◆ **EXERCISE MATERIALS**:

=== Begin Enclosure ===

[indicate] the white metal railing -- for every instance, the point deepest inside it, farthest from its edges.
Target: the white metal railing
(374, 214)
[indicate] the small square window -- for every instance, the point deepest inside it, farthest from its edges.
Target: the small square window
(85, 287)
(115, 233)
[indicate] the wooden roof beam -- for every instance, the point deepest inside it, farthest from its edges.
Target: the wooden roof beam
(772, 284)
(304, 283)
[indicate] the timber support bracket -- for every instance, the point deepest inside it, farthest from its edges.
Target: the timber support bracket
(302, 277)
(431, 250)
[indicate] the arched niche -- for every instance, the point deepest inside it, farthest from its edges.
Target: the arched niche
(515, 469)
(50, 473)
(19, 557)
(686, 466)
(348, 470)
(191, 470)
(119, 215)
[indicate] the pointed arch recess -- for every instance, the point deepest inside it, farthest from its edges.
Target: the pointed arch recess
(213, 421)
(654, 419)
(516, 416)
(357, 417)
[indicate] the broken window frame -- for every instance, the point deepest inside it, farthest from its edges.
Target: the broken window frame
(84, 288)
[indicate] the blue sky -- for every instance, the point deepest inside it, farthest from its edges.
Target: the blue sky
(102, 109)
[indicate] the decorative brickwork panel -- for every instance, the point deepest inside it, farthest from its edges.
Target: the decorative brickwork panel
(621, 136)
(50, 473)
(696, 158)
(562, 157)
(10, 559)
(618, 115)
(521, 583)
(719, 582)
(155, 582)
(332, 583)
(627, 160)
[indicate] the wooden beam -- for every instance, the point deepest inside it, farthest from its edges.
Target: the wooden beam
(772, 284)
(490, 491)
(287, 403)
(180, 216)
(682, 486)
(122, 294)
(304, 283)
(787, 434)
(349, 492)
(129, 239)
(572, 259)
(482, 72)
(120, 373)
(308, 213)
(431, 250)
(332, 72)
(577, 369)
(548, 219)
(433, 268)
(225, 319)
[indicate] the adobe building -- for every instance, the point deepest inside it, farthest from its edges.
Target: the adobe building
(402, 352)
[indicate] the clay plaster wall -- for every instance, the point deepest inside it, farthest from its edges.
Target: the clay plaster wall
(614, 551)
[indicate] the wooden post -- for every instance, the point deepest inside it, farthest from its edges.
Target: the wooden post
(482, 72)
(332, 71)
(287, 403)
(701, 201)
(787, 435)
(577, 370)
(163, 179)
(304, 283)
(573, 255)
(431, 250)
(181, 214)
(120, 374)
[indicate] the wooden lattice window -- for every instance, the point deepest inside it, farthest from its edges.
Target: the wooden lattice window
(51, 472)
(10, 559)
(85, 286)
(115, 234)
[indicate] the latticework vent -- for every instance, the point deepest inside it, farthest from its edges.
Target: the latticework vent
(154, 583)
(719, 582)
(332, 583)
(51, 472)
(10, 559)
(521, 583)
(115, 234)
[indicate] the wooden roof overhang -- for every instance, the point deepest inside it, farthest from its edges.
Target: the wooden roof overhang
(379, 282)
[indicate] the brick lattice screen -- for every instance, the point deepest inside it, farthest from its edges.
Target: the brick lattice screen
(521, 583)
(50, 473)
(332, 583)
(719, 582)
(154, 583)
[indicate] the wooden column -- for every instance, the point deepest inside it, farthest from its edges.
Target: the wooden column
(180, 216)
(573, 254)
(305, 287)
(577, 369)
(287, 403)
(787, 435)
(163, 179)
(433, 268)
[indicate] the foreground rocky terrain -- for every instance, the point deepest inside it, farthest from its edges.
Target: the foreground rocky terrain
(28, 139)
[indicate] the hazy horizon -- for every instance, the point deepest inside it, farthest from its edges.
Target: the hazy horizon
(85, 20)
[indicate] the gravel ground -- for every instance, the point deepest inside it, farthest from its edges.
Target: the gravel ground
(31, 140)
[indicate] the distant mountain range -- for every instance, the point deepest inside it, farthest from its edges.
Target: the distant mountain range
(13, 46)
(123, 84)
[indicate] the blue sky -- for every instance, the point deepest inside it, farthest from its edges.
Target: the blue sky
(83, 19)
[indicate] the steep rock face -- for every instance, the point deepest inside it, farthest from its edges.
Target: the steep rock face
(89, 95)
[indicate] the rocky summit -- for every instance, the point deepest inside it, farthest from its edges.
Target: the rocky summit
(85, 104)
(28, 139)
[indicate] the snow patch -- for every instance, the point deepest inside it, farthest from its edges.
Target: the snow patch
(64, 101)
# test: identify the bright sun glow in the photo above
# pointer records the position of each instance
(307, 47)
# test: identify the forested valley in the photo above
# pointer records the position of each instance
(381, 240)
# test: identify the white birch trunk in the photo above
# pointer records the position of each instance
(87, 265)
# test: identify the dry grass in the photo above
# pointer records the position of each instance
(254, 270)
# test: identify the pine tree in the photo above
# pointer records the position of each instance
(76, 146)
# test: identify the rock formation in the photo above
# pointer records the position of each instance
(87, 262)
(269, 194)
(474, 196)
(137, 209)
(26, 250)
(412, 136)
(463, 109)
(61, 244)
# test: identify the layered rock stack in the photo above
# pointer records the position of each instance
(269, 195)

=== End Enclosure ===

◆ **YOUR INSTRUCTIONS**: Repeat exactly, and only, the run of lines from the start of the material above through the line that holds "[indicate] the small".

◆ **TASK ANSWER**:
[indicate] the white metal railing -- for every instance, the point deepest inside it, farthest from its edges.
Target: the white metal railing
(374, 214)
[indicate] the small square window -- for every instance, the point deepest inside it, farthest from its edges.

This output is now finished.